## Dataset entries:

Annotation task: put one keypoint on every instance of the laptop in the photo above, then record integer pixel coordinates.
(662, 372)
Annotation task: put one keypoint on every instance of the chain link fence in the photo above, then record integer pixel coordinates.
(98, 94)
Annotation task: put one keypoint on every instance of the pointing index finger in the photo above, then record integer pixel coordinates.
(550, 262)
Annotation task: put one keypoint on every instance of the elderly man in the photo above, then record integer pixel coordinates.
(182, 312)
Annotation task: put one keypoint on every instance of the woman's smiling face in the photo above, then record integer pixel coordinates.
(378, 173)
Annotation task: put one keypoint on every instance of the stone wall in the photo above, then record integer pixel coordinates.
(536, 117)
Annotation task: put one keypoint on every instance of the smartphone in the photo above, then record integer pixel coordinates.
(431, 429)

## About this task:
From the line that contains "of the woman's" through the end of the records above, print every line exactly and nothing else.

## Solution to this problem:
Annotation task: put one keypoint on every instance of the woman's smiling face in the photo above, then record integer pixel coordinates.
(378, 173)
Annotation task: put one keypoint on every instance of the stone wall in the photo above, then record integer pixel coordinates.
(536, 117)
Annotation task: put one keypoint on every instance of the smartphone in the photo above, then record integer pixel coordinates.
(431, 429)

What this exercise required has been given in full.